• _Task statement_
Exclude the pictures, then repeat the remaining data exactly.

"""

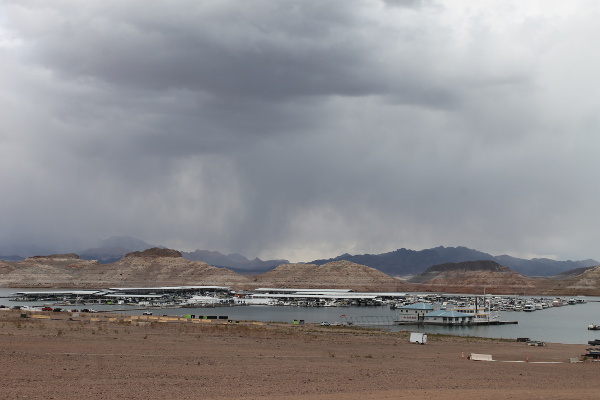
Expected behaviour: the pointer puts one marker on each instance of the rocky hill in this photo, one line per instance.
(166, 267)
(153, 267)
(406, 262)
(335, 275)
(475, 277)
(586, 283)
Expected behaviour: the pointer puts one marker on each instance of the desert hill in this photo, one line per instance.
(167, 267)
(153, 267)
(475, 277)
(337, 274)
(405, 262)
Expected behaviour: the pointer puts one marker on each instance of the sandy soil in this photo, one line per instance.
(107, 359)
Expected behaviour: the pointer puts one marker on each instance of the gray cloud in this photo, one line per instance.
(300, 129)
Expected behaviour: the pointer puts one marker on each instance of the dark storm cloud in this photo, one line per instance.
(299, 129)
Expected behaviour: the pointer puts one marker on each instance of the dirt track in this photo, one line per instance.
(62, 359)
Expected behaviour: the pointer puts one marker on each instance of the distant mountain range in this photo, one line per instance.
(403, 263)
(406, 263)
(235, 262)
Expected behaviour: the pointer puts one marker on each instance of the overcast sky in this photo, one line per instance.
(302, 129)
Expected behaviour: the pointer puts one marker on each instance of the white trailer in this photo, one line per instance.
(418, 338)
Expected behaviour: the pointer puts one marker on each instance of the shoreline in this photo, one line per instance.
(110, 356)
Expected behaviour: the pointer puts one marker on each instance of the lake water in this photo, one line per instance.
(567, 324)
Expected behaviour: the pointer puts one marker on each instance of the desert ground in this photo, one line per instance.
(61, 356)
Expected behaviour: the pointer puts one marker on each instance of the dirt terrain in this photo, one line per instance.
(108, 356)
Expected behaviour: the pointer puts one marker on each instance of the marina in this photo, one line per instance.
(566, 323)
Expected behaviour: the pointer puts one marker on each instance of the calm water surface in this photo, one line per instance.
(567, 324)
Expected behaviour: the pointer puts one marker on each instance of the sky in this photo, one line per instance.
(302, 129)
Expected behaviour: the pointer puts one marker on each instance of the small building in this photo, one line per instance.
(444, 317)
(413, 313)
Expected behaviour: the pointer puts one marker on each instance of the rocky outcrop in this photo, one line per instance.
(334, 275)
(475, 277)
(152, 267)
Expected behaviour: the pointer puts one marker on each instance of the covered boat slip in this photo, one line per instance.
(103, 296)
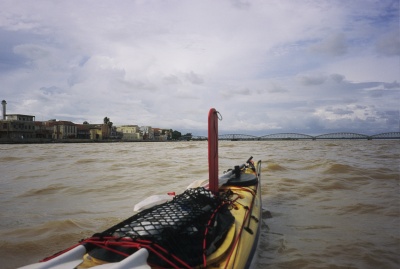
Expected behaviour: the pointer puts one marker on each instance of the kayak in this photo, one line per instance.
(214, 223)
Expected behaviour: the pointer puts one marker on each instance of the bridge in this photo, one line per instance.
(297, 136)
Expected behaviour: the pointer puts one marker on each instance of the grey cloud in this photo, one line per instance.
(194, 78)
(337, 78)
(308, 80)
(172, 80)
(340, 111)
(333, 45)
(389, 44)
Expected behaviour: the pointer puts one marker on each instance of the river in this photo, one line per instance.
(334, 203)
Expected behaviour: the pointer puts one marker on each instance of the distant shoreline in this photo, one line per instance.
(69, 141)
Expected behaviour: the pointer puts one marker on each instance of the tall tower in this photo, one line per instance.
(4, 103)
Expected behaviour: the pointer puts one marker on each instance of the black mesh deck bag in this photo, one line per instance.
(179, 226)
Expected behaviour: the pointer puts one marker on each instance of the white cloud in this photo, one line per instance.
(266, 66)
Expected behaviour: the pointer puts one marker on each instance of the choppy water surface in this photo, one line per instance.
(334, 204)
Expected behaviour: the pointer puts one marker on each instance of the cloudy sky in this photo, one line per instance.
(268, 66)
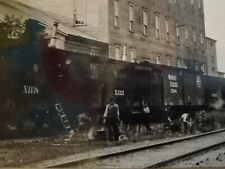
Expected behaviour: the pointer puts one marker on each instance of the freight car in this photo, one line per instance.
(41, 77)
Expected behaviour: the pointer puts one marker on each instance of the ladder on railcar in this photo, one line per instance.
(64, 120)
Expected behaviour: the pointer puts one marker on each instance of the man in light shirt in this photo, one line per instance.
(186, 122)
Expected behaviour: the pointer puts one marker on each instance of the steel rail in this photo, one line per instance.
(132, 150)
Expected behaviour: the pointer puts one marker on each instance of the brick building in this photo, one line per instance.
(211, 56)
(66, 36)
(170, 32)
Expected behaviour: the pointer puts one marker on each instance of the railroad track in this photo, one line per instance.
(149, 156)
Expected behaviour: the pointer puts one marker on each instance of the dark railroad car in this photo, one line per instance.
(214, 89)
(193, 91)
(172, 86)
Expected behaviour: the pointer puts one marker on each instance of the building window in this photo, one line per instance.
(125, 56)
(203, 68)
(35, 68)
(178, 34)
(192, 5)
(157, 26)
(213, 71)
(167, 30)
(212, 59)
(196, 66)
(178, 62)
(169, 61)
(117, 53)
(116, 13)
(145, 21)
(158, 59)
(194, 39)
(131, 17)
(186, 37)
(201, 38)
(199, 4)
(133, 55)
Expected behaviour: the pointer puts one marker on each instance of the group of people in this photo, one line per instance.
(112, 119)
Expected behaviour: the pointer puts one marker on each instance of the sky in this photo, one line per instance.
(215, 27)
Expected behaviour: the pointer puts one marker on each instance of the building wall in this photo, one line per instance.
(148, 47)
(97, 20)
(211, 56)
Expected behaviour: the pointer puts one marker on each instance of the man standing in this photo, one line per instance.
(111, 120)
(186, 124)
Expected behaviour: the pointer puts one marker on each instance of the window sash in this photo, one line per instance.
(116, 7)
(131, 12)
(145, 17)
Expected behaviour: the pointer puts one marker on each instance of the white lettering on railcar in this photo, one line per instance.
(172, 77)
(173, 91)
(198, 81)
(30, 90)
(174, 84)
(119, 92)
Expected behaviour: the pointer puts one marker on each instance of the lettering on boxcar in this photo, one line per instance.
(119, 92)
(198, 81)
(30, 90)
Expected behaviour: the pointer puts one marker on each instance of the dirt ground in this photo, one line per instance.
(23, 152)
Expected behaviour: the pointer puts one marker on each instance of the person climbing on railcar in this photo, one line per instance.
(186, 122)
(167, 120)
(147, 116)
(112, 120)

"""

• _Reply_
Expected behaviour: the pointer puts one marker on each instance of the rocky hill in this photo, one line per instance.
(166, 267)
(153, 267)
(406, 262)
(335, 275)
(475, 277)
(586, 283)
Expected behaviour: the pointer puts one marker on each instance of the desert hill in this photo, one line per instance.
(167, 267)
(153, 267)
(475, 277)
(337, 274)
(405, 262)
Expected behaviour: the pointer puts one marker on each instance of the sandy soil in this photo, one line per instance.
(107, 359)
Expected behaviour: the pointer puts one marker on each instance of the gray cloud in this photo, one line per instance.
(300, 129)
Expected behaviour: the pointer puts one marker on each instance of the dark storm cloud in this photo, one line per instance.
(299, 129)
Expected behaviour: the pointer puts one marker on each instance of the dirt track in this photo, one line per instance.
(62, 359)
Expected behaviour: the pointer puts one marker on each instance of the distant mountain range in this photo, one line per instance.
(403, 263)
(406, 263)
(235, 262)
Expected behaviour: the pointer puts one marker on each instance of the overcast sky in this photo, one line per instance.
(302, 129)
Expected behaviour: the pointer puts one marker on each instance of the white trailer in this photo, one line per instance.
(418, 338)
Expected behaviour: the pointer puts one marker on each instance of the shoreline in this photo, one line per instance.
(110, 356)
Expected behaviour: the pointer puts one marker on each instance of the lake water in this photo, one line per instance.
(567, 324)
Expected behaviour: the pointer puts one marker on each instance of the desert ground in this photo, one line per instance.
(61, 356)
Expected behaviour: the pointer puts one marker on each instance of the dirt terrain in this photo, one line per instance.
(108, 356)
Expected behaviour: the pointer puts one marker on each instance of the marina in this photo, one line per instance.
(566, 323)
Expected behaviour: the pointer puts one marker on each instance of the calm water surface in this photo, one line per instance.
(567, 324)
Expected behaviour: the pointer puts one marker on each instance of the sky in this photo, one line per instance.
(302, 129)
Expected behaviour: the pointer puts one marker on each instance of the small building in this photo, one line per instance.
(444, 317)
(413, 313)
Expected behaviour: the pointer puts one marker on each instance of the rocky outcrop in this photo, one line per instance.
(334, 275)
(475, 277)
(152, 267)
Expected behaviour: the pointer puts one marker on each instance of the covered boat slip in this photo, one line per instance.
(103, 296)
Expected behaviour: the pointer puts one marker on each instance of the kayak in this photo, one line per instance.
(214, 223)
Expected behaviour: the pointer puts one marker on each instance of the bridge in this photo, one line per instance.
(297, 136)
Expected behaviour: the pointer puts one marker on each instance of the grey cloud in this photo, one line per instance.
(194, 78)
(337, 78)
(308, 80)
(172, 80)
(340, 111)
(333, 45)
(389, 44)
Expected behaviour: the pointer puts one marker on each instance of the river in this photo, one line per instance.
(334, 203)
Expected behaviour: the pointer puts one marker on each instance of the distant shoreline in this photo, one line per instance.
(69, 141)
Expected behaviour: the pointer puts one marker on each instance of the tall tower in this photo, one line per instance.
(4, 103)
Expected behaviour: the pointer puts one marker on each instance of the black mesh deck bag in this photo, one line per instance.
(179, 226)
Expected behaviour: the pointer puts one marker on each instance of the white cloud in this photo, one line per instance.
(266, 66)
Expected behaviour: the pointer puts one marker on each instance of the choppy water surface in this photo, one line per instance.
(334, 204)
Expected behaviour: the pointer puts one marker on each instance of the cloudy sky in this photo, one line per instance.
(268, 66)
Expected behaviour: the pointer puts one marker on each instance of the freight car in this photo, one line per instance.
(41, 77)
Expected behaviour: the pointer puts one marker on each instance of the ladder on railcar in this photo, one line per instance.
(64, 120)
Expected behaviour: the pointer puts one marker on each instance of the man in light shirt in this photo, one line per instance.
(186, 122)
Expected behaviour: the pointer puts one marker on each instance of the steel rail in this photo, one line per instance.
(132, 150)
Expected behaviour: the pointer puts one marker on each instance of the brick building in this photo, one line per instance.
(211, 56)
(66, 36)
(170, 32)
Expected behaviour: the pointer puts one marker on each instance of the railroad track in this photo, one line per instance.
(149, 156)
Expected behaviour: the pointer puts one marker on each instance of the dark railroad car in this photo, one line per instance.
(214, 89)
(193, 91)
(172, 86)
Expected behaviour: the pointer puts one marker on each instance of the building window in this photo, one line per instance.
(125, 56)
(203, 68)
(35, 68)
(178, 34)
(192, 5)
(157, 26)
(213, 71)
(167, 30)
(212, 59)
(196, 66)
(178, 62)
(169, 61)
(117, 53)
(116, 13)
(145, 21)
(158, 59)
(194, 39)
(131, 17)
(186, 37)
(201, 38)
(199, 4)
(133, 55)
Expected behaviour: the pointer puts one marker on each instance of the group of people in this photo, one line per instance.
(112, 119)
Expected behaviour: the pointer puts one marker on each instance of the sky in this photo, one line per instance.
(215, 27)
Expected behaviour: the pointer puts one marker on each instance of the building wall in this photo, one line per instance.
(148, 47)
(97, 20)
(211, 56)
Expected behaviour: the pointer puts one marker on each instance of the man standing in this photo, one line per instance.
(111, 120)
(186, 124)
Expected behaviour: the pointer puts one marker on each instance of the window sash in this photo, one line per instance.
(116, 7)
(131, 12)
(145, 17)
Expected behaviour: the pointer puts one marker on each instance of the white lettering on railcar in this photo, one line per instance.
(172, 77)
(173, 91)
(198, 81)
(30, 90)
(174, 84)
(119, 92)
Expected behaviour: the pointer puts one marker on each instance of the lettering on boxcar in this photo, one line per instance.
(119, 92)
(198, 81)
(30, 90)
Expected behaviour: the pointer puts one marker on each instance of the dirt ground in this photo, one line per instance.
(23, 152)
Expected behaviour: the pointer puts one marker on each instance of the person climbing on railcar in this photo, one line per instance.
(186, 122)
(167, 120)
(147, 116)
(112, 120)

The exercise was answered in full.